No relato sobre a aula de poesia, explique por que a leitura do poema feita pela turma toda, a pedido da professora, não ficou bonita.

--- Texto citado ---

Após finalizar a copia, a professora pede que todos leiam, afirmando que é importante para entender o ritmo e perceber a coerência. Começa a ler sozinha, para, olha em volta que ninguém a acompanha e então ameaça que quem não ler ela irá "tirar um ponto da nota".
A leitura do poema é realizada e um aluno afirma: "Essa leitura tá pior que canto em igreja". De fato a leitura não foi especialmente bela, uma vez que cada aluno lia em seu próprio ritmo, alguns mais acelerados, outros mais vagarosos.
A professora pergunta qual o verso que os alunos gostaram mais do poema lido. Um aluno ironiza que tinha gostado mais do último, porque ele era o fim do poema. Ela continua a perguntar quem mais gostou do último verso, não sei dizer se por não ter percebido a ironia do aluno ou porque simplesmente ignorou a última parte da fala do mesmo.
Pede então aos alunos que criem um poema baseados no de Fernando Pessoa. Enquanto alguns poucos alunos realizam a tarefa, outros circulam pela sala, alguns dormem, outros realizam atividades de outros professores e em meio a isso ouço um aluno próximo de mim, que não estava a realizar a tarefa, gritar para outro do outro lado da sala "biscate, bisturi, abismado, abstinência" a professora ignora tudo e vai falando para um pequeno grupo na frente sobre o conceito de paródia e sobre os heterônimos pessoanos.
Levanto-me, vou até a frente da sala e pergunto a professora se posso ler um poema que compus naquele momento para os alunos do segundo A. Ela se anima e avisa a todos que eu fiz um poema para eles. Quando me posiciono em frente à sala, entre olhares curiosos e cochichos, os alunos que durante 90 minutos estavam agitados ficaram, pela primeira vez, em silencio. Recito o poema (transcrevo aqui):

Poema ao 2ª A
Hoje desperto no passado
Ao som de vozes que outrora
Também já me pertenceram
Reflito sobre aquilo que fui

Biscate, bisturi, abismado, abstinência
O colega brinca com aliterações
E nem vê que é poeta

A senhora que ver o
Circo pegando fogo!
Mas o governo fez uma
Escolha e não perguntou
Para os maiores interessados.

Ainda estou atrasado,
Eu não copio porque ela
Não corrige o caderno
Estou certo?

Você conhece a prisão?
Aprisionado no sistema,
Está correto, mas
A única chave é
Ser você mesmo.

Se eu leio Fernando Pessoa
Eu me transformo em uma pessoa?
Isso é o que ressoa
Na voz da fessora
Mas te pergunto na boa
Qual é a tua escolha?


Conselho de Classe:

"Quem manda na sala sou eu". Esta foi uma das primeiras frases proferidas por outra professora de português durante o Conselho de Classe realizado na escola, com os pais e alunos do Ensino Médio, que completa: "Querem falar mais alto do que eu, comem na sala, saem a todo o momento sem permissão e pensam que me enganam, mas eu vejo tudo".
O objetivo do Conselho era apresentar aos pais o desempenho dos alunos e determinar a qual o destino daqueles que estavam ameaçados de serem retidos. Apesar da postura dura apresentada por alguns professores, os alunos presentes passaram a maior parte a rir. "Alunos são crianças mal-informadas que acham que podem ameaçar o professor. Eles acham que podem reunir dois ou três colegas e ir até a delegacia de ensino falar mal do professor só porque os chamei de idiotas. Eu duvido que eles possam conseguir alguma coisa, porque lá o meu nome é consagrado", continuou a mesma professora.

--- Dados fornecidos ---

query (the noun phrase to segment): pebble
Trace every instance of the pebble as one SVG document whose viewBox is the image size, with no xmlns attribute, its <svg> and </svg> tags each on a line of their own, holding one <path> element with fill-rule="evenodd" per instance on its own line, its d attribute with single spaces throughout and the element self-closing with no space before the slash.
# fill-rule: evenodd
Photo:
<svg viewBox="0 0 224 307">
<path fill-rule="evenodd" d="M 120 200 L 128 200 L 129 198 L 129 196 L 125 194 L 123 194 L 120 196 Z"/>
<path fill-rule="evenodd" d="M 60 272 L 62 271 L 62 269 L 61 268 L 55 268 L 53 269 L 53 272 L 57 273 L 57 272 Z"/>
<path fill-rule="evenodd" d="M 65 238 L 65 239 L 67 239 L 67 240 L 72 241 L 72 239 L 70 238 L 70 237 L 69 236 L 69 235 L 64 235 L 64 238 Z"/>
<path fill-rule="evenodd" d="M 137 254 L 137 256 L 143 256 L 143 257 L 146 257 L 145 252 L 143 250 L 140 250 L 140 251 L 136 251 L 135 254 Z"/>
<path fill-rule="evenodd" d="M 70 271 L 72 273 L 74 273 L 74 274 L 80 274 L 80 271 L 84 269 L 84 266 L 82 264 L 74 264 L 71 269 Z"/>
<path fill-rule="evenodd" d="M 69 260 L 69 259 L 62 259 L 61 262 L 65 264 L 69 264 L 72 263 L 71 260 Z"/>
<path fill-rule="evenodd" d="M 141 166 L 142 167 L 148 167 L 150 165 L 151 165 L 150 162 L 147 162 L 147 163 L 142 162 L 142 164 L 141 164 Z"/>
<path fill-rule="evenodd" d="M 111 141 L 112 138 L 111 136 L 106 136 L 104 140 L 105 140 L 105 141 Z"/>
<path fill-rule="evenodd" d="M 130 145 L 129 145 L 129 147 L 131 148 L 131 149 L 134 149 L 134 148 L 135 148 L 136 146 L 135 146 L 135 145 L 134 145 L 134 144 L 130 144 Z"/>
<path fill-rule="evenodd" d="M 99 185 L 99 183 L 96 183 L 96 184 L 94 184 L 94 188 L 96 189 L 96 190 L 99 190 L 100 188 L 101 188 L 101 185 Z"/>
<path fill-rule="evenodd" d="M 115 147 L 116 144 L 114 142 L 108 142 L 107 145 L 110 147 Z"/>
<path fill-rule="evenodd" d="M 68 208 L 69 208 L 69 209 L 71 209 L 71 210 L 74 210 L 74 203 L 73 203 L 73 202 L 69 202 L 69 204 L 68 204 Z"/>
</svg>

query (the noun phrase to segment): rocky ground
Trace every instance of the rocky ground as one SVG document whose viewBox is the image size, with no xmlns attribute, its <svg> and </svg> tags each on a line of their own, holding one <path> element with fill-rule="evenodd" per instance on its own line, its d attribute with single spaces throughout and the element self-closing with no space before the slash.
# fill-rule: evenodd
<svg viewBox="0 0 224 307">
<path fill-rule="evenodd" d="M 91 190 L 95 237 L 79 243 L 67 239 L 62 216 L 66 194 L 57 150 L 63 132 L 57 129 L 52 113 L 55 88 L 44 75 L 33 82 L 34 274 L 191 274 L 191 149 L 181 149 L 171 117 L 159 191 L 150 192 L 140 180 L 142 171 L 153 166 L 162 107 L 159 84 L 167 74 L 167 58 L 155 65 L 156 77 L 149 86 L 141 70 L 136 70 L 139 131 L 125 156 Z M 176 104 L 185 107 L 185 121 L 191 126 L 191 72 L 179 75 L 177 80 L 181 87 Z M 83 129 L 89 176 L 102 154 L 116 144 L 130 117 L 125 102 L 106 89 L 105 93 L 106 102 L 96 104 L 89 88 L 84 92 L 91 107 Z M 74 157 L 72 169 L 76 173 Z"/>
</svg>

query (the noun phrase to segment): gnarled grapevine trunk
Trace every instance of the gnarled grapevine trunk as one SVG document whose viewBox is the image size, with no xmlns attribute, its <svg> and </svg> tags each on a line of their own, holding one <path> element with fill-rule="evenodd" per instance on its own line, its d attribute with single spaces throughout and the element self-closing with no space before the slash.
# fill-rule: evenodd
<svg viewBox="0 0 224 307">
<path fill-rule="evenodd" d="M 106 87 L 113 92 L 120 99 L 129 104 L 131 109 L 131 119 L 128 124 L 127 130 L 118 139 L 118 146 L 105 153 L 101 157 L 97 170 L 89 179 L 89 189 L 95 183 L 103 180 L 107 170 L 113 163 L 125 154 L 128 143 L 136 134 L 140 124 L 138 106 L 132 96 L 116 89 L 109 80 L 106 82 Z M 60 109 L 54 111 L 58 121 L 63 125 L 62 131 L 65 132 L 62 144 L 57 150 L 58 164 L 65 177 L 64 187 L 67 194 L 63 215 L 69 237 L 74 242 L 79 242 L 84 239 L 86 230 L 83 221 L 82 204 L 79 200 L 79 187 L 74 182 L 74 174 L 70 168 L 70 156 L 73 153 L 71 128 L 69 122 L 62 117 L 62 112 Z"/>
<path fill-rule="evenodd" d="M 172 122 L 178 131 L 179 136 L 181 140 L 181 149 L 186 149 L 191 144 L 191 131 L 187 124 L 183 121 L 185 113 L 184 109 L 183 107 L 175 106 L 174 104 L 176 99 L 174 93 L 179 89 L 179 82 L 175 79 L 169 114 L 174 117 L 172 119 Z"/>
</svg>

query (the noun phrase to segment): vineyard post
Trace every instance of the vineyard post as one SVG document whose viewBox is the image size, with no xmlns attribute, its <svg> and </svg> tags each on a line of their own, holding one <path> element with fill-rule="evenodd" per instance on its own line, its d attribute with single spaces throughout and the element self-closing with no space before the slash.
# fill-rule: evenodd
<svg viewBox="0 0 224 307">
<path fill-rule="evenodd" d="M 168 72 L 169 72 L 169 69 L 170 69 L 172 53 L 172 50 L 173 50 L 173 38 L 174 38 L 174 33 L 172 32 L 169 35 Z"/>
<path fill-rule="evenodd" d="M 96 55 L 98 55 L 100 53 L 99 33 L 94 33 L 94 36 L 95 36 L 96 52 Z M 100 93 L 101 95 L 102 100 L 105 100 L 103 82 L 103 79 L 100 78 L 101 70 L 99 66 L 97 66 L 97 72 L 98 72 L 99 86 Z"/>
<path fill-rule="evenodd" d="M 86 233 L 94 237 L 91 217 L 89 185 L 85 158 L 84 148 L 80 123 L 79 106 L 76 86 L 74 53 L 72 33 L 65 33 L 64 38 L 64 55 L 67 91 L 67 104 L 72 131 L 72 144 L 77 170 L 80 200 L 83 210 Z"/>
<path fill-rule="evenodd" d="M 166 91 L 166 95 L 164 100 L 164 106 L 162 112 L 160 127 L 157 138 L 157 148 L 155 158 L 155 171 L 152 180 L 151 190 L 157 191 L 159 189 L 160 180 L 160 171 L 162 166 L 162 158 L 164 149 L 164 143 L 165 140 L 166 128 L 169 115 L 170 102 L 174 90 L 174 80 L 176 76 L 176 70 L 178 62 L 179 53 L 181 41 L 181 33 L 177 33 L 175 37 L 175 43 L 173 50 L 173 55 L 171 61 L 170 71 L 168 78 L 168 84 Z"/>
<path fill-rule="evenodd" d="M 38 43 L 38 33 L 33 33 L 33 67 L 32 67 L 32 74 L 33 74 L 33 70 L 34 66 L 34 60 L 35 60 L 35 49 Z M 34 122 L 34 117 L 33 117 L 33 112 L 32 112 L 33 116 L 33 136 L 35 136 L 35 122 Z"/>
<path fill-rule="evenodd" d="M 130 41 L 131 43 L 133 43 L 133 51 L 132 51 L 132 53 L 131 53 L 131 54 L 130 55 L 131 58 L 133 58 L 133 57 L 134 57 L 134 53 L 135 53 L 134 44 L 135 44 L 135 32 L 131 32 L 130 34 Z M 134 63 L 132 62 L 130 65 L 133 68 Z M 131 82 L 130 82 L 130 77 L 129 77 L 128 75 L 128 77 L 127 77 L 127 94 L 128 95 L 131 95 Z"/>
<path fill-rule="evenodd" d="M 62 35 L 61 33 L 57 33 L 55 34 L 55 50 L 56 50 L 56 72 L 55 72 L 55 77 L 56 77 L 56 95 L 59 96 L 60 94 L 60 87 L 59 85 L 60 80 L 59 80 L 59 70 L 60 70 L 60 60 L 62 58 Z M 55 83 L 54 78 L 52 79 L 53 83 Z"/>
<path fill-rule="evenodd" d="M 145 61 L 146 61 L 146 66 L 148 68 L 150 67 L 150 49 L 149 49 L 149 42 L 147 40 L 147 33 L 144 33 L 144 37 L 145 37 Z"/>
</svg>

---

▸ **Resposta certa**
A leitura não ficou bonita porque cada aluno lia no seu próprio ritmo. Alguns liam mais rápido e outros mais devagar.